[Begin Document excerpt]

The song was released as Hilson's solo debut single as well as the album's leading single in the United States on May 27, 2008. Although being released worldwide, it initially only charted in New Zealand at number two and managed to reach top thirty on the US Billboard Hot R&B/Hip-Hop Songs and Hot Dance Club Play charts. Generally well received by music critics, it was named sixty-first on the Top 144 Songs of 2008 listing by Blender magazine.

==Background==
"Energy" was written and produced by the Runaways. It was also recorded by the Runaways at Homesite 13 studios in Novato, California. Hilson stated that she wanted to prove that she can be successful even without collaborations and guest vocalists and so it was announced "Energy" would be released as the next worldwide single following the success of "Knock You Down." The song was released on September 14, 2009, in the UK. On September 25, 2009, she appeared live on breakfast TV show GMTV in the UK where she performed the single. That same day, she appeared on BBC Radio 1's Live Lounge where she performed a stripped version of "Energy" as well as a gospel cover version of "Supernova" originally sung by Mr Hudson and Kanye West.

==Critical reception==
Nick Levine from Digital Spy found that "despite its glistening production, this synthy R&B ballad falls into the solid but unspectacular category. "I don't want us to be the end of me, this love is taking all of my energy," Hilson sings on the chorus, but her vocals are a little too controlled to convey these anguished emotions. Still, it's already become her first UK chart entry without a mate to hold her hand, which is a success of sorts." Billboard described the song as a "midtempo power ballad showcasing Hilson's range and soul [...] The Runaways provide a catchy hook."

Complete Music Update felt that "Energy" was "not a track that will blow your mind or take over the charts like Rhianna's "Umbrella. Its simple lyrics [...] are wrapped around a characteristic R&B beat which make it a solid but standard single, though there is no denying that the girl can sing." BBC Radio 1 editor Fraser McAlpine compared the song "Apologize" by American band OneRepublic and "Battlefield" by singer Jordin Sparks. He found that "Energy" was "this two songs being nailed together clumsily, and then thrown out in the rain, with a price tag hanging from one of the rusty spikes." Slant Magazines Sal Cinquemani called the song "ironically lifeless."

==Chart performance==
"Energy" reached its highest chart peak in New Zealand, where it peaked at number two on the New Zealand Singles Chart and was certified Gold by Recorded Music NZ (RMNZ) on November 30, 2008, for sales over 7,500 copies. In Australia, the peaked at number 55 on the Australian Singles Chart and number 19 on the Australian Urban Singles chart. In the United States, "Energy" was less successful; it peaked at number 78 on the US Billboard Hot 100 but managed to reach top thirty on the Hot R&B/Hip-Hop Songs and Hot Dance Club Play charts.

[End Document excerpt]

Given request 1:
Decide whether each statement below agrees with the text about the song "Energy." Answer yes or no for each, and quote the words of the text that decide it. (a) "Energy" was recorded at Homesite 13 studios in Novato, California. (b) Blender magazine placed the song first on its Top 144 Songs of 2008 listing. (c) The song was certified Gold in New Zealand for sales over 7,500 copies.

[Begin Given data]

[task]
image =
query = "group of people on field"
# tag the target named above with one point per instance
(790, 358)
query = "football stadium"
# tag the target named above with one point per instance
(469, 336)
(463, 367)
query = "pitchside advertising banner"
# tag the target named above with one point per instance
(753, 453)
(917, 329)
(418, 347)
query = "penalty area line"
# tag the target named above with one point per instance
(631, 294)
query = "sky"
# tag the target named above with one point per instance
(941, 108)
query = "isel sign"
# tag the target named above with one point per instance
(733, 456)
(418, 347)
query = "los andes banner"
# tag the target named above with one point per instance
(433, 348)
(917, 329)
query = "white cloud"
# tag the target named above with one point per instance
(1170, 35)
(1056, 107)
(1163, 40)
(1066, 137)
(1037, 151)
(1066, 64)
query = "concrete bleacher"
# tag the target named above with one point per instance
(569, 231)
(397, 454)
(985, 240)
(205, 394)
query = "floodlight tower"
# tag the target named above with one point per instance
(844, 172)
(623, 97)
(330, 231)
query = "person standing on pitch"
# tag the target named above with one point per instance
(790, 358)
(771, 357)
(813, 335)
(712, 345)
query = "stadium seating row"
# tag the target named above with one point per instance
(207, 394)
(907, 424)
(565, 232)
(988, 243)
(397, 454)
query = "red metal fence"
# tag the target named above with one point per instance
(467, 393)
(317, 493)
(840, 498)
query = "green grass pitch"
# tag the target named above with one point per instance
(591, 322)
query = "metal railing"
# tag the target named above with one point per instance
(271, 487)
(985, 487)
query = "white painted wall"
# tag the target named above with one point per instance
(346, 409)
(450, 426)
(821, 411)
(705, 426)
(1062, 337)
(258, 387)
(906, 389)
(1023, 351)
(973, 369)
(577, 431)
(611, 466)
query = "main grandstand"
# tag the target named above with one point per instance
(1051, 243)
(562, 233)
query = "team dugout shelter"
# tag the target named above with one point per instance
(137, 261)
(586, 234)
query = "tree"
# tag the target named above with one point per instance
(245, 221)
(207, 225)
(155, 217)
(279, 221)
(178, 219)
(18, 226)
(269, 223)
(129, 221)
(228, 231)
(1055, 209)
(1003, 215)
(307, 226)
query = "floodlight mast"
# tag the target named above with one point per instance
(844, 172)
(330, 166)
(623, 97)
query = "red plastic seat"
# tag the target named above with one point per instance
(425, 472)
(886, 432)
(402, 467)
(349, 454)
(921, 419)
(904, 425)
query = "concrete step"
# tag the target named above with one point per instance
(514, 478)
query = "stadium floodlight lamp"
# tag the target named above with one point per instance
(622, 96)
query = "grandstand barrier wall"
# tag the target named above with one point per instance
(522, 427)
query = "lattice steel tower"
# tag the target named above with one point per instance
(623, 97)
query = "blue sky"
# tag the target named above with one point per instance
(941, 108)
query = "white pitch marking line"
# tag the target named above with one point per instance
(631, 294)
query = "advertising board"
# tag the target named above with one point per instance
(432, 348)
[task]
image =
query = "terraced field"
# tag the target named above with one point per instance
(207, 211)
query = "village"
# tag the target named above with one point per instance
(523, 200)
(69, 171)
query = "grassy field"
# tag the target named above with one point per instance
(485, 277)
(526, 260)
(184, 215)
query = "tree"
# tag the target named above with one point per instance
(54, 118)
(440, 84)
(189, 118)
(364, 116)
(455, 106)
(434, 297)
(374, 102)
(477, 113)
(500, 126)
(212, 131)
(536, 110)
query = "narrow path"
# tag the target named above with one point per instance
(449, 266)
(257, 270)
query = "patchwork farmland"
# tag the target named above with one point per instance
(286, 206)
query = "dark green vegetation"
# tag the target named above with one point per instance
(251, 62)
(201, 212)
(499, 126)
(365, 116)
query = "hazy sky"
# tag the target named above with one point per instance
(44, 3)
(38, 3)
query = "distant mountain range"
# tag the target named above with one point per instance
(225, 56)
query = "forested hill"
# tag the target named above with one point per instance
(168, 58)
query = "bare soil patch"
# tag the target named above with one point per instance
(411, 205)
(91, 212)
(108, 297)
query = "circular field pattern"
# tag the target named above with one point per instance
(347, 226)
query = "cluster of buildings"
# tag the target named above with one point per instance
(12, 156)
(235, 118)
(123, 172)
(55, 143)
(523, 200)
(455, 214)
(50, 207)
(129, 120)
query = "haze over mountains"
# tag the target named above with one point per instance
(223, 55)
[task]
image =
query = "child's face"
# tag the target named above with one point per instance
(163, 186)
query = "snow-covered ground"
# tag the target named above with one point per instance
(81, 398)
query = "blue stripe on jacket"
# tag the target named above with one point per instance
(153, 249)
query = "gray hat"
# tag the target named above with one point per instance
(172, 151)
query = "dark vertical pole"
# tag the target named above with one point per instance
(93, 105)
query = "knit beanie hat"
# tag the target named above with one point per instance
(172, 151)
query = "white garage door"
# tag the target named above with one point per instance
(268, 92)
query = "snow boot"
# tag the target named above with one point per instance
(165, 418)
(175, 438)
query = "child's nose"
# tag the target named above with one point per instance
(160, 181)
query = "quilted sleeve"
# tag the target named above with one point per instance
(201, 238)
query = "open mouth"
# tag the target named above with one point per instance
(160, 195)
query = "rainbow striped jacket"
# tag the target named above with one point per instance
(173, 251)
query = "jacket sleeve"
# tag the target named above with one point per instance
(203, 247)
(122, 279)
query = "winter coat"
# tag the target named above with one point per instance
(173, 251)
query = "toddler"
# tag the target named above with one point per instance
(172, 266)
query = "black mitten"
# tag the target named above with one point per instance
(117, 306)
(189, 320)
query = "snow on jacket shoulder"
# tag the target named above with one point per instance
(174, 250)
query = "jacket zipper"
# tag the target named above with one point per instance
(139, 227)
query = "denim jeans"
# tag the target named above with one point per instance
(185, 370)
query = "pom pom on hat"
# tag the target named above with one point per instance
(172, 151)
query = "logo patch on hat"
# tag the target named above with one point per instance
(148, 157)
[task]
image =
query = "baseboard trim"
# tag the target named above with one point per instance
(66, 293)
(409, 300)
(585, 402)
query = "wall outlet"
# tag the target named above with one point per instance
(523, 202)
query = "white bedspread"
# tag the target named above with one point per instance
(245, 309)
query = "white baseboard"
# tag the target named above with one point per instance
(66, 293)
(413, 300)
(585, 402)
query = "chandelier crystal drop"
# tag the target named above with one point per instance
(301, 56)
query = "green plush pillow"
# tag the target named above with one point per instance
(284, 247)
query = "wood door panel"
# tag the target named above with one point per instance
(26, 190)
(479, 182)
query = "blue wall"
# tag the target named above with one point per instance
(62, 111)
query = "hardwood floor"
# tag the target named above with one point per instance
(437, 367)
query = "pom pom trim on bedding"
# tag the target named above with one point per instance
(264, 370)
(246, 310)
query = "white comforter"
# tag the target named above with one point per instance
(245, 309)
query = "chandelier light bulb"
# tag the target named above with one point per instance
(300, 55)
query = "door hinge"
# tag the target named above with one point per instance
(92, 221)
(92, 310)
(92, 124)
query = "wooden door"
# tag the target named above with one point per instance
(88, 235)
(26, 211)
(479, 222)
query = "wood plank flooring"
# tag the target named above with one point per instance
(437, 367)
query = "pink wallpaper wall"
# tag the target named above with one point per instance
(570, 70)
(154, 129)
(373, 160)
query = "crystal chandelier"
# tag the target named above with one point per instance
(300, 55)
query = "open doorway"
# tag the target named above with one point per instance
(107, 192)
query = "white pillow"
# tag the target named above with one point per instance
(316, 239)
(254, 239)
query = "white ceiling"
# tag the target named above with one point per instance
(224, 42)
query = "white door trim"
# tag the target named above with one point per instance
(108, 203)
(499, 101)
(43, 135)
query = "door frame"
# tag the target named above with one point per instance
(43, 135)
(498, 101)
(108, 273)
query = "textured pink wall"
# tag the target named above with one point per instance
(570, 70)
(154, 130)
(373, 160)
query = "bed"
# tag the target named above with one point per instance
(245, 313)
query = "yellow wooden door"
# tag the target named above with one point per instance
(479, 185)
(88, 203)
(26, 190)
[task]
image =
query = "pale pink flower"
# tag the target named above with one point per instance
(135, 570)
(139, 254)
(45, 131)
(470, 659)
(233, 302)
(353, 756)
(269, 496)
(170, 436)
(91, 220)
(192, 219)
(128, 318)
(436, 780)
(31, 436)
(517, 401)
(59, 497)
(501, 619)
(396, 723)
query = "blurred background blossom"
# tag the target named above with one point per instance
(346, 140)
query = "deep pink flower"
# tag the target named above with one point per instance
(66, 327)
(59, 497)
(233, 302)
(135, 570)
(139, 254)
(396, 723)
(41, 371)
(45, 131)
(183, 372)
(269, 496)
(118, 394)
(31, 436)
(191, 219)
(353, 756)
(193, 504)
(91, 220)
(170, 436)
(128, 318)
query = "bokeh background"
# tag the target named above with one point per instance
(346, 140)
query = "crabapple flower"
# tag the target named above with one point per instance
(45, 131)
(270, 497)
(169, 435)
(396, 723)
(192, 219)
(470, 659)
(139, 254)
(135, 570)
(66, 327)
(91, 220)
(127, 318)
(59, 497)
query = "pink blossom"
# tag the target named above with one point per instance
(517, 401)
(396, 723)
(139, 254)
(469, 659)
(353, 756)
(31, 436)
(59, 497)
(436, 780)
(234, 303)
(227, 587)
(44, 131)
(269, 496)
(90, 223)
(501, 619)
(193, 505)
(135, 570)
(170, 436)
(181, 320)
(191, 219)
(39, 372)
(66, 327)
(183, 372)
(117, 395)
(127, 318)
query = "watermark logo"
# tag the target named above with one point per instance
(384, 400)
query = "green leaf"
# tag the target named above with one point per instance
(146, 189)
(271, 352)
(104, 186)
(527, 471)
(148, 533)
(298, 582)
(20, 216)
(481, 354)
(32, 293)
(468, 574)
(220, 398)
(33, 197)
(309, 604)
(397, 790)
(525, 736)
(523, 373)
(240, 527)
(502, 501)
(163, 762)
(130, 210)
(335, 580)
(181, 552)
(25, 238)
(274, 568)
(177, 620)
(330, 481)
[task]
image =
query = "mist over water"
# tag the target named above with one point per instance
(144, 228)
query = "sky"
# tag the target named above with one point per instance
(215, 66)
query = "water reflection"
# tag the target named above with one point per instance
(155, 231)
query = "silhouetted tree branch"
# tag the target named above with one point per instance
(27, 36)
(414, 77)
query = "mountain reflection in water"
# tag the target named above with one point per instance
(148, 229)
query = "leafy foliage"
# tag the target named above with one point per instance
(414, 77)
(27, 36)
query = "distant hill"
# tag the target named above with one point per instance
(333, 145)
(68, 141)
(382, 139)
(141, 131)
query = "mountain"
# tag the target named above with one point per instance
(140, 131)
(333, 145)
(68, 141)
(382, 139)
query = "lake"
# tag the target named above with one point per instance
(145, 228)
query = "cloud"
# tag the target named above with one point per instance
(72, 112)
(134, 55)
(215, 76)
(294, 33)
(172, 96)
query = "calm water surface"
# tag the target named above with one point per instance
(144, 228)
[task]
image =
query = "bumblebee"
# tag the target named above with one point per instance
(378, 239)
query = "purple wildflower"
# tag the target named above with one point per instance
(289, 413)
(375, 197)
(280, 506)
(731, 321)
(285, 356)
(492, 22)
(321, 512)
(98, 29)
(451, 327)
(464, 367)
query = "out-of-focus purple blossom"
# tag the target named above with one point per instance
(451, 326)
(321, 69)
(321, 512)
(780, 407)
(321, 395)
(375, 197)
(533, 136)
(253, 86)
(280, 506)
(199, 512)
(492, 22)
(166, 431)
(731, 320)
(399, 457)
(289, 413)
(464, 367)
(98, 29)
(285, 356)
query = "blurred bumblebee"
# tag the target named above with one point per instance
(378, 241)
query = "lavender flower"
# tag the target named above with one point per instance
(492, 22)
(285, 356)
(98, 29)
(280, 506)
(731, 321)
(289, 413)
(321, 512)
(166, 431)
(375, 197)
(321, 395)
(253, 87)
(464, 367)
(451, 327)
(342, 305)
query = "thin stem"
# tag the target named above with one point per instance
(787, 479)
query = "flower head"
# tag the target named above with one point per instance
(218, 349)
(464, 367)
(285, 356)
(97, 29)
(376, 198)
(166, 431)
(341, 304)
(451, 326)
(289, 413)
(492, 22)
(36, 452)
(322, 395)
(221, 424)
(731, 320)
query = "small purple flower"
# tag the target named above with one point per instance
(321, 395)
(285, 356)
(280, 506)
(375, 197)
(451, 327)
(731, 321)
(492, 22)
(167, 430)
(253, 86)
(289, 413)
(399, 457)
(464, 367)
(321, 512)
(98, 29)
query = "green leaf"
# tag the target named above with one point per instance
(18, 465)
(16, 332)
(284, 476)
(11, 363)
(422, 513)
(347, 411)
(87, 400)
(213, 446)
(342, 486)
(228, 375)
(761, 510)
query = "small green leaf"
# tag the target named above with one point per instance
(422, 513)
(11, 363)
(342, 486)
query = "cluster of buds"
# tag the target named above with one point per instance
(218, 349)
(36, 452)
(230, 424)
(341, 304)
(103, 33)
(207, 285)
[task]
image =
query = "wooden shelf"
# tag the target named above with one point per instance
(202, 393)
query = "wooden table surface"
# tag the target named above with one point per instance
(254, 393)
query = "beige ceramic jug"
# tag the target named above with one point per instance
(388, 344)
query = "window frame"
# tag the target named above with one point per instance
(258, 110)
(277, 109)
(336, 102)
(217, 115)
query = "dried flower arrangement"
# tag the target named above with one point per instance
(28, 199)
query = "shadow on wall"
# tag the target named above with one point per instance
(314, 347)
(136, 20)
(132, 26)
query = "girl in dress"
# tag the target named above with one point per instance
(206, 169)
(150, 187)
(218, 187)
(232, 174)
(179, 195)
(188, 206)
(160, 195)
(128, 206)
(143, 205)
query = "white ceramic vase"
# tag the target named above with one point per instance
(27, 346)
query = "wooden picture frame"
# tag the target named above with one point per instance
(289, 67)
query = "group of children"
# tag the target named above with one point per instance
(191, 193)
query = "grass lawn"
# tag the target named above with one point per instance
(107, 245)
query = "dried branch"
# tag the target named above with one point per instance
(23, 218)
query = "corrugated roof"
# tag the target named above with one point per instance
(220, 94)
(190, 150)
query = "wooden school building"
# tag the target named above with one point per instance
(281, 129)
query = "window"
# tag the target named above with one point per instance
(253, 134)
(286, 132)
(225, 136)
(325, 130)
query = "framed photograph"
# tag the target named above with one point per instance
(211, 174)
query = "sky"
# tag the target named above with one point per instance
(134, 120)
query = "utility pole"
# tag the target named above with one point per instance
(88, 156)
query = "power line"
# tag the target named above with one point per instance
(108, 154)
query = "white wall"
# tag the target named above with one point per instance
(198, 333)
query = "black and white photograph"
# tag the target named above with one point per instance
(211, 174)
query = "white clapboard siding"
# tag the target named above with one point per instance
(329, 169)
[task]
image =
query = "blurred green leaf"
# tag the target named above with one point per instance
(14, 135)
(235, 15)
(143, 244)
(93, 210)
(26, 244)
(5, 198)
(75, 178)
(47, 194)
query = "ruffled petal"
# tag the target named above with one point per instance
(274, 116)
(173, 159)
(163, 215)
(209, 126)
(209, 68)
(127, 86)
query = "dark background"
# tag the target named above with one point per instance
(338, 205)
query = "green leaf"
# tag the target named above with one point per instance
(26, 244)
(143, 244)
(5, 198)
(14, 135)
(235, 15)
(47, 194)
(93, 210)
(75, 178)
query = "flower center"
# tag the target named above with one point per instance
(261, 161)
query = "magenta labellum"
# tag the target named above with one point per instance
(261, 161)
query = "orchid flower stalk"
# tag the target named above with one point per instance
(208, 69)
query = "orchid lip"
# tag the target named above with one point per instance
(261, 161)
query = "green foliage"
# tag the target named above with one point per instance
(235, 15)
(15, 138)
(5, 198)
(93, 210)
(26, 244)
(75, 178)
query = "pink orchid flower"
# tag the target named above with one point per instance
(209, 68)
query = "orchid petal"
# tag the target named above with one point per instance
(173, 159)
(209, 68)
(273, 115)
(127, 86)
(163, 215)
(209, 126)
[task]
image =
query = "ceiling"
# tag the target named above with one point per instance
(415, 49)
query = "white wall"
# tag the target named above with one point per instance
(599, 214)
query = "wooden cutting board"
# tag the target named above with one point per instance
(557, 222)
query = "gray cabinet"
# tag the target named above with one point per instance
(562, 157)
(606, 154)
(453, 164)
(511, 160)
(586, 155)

[End Given data]

Given request 2:
List every line of the entries that contains the string "pink". Case counts.

Exercise result 1:
(a) Yes: "It was also recorded by the Runaways at Homesite 13 studios in Novato, California."
(b) No: "it was named sixty-first on the Top 144 Songs of 2008 listing by Blender magazine."
(c) Yes: "was certified Gold by Recorded Music NZ (RMNZ) on November 30, 2008, for sales over 7,500 copies."

Exercise result 2:
query = "pink wallpaper wall"
query = "textured pink wall"
query = "pale pink flower"
query = "deep pink flower"
query = "pink blossom"
query = "pink orchid flower"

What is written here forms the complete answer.